Rewrite the records below, replacing every occurrence of "integer pixel coords" with "whole-number pixel coordinates" and leaving everything else unchanged.

::: DATA FOR THIS TASK :::

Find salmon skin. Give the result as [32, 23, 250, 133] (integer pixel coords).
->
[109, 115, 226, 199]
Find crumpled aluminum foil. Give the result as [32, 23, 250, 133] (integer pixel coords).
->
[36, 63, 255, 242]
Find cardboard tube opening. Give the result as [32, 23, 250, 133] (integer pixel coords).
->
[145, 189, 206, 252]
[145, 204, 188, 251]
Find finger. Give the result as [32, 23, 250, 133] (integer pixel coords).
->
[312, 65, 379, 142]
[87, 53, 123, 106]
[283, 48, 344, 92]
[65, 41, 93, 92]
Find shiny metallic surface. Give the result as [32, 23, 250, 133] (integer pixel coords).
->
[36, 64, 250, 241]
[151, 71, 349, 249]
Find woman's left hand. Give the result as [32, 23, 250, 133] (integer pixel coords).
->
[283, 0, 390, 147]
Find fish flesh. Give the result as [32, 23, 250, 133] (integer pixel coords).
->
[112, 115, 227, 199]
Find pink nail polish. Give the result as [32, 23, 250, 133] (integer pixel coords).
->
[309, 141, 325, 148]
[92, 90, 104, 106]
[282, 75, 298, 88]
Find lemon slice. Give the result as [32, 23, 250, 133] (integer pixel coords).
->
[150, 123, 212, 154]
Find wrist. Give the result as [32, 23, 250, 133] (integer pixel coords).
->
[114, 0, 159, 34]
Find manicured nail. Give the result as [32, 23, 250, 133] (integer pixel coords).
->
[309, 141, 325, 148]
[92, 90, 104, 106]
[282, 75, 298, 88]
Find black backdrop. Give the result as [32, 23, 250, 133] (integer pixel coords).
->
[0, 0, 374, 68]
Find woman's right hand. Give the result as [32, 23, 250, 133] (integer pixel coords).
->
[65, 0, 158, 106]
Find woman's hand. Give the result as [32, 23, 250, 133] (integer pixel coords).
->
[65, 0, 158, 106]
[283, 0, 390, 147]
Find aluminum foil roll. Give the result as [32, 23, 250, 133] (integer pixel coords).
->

:::

:: EXPECTED ANSWER ::
Find salmon skin. Give the result as [32, 23, 250, 133] (whole-number pixel coordinates).
->
[109, 115, 226, 199]
Find crumpled aluminum foil. Give the result as [32, 23, 250, 133] (whole-number pixel coordinates).
->
[36, 63, 255, 242]
Find cardboard tube opening. Give the result as [32, 23, 250, 133] (whole-number pixel coordinates).
->
[145, 189, 206, 252]
[145, 204, 188, 251]
Find finger. Give the result as [32, 23, 250, 133] (whole-number pixel coordinates).
->
[312, 65, 379, 142]
[87, 53, 123, 106]
[283, 48, 344, 92]
[65, 41, 93, 92]
Find shiny metallic surface. Give the result as [32, 23, 250, 133] (whole-number pixel coordinates).
->
[36, 64, 250, 241]
[151, 71, 349, 249]
Find woman's left hand. Give the result as [32, 23, 250, 133] (whole-number pixel coordinates).
->
[283, 0, 390, 147]
Find fish flesh. Give the result as [32, 23, 250, 133] (whole-number pixel coordinates).
->
[112, 115, 227, 199]
Find pink nail polish. Give the result as [32, 23, 250, 133] (whole-number pixel coordinates).
->
[309, 141, 325, 148]
[92, 90, 104, 106]
[282, 75, 298, 88]
Find lemon slice. Give the result as [32, 23, 250, 133] (whole-number pixel coordinates).
->
[150, 123, 212, 154]
Find wrist. Give the result as [32, 23, 250, 133] (whole-number pixel coordinates).
->
[114, 0, 159, 34]
Find manicured nail. Give the result as [32, 23, 250, 133] (whole-number pixel coordinates).
->
[309, 141, 325, 148]
[92, 90, 104, 106]
[282, 75, 298, 88]
Find black backdrop. Give the result as [32, 23, 250, 133] (whole-number pixel coordinates).
->
[0, 0, 374, 68]
Find woman's right hand. Give the result as [32, 23, 250, 133] (whole-number pixel coordinates).
->
[65, 0, 158, 106]
Find woman's hand. Give the result as [32, 23, 250, 133] (whole-number pixel coordinates).
->
[65, 0, 158, 106]
[283, 0, 390, 147]
Find aluminum foil roll. Give the result as [32, 23, 250, 133] (whole-number pixel coordinates).
->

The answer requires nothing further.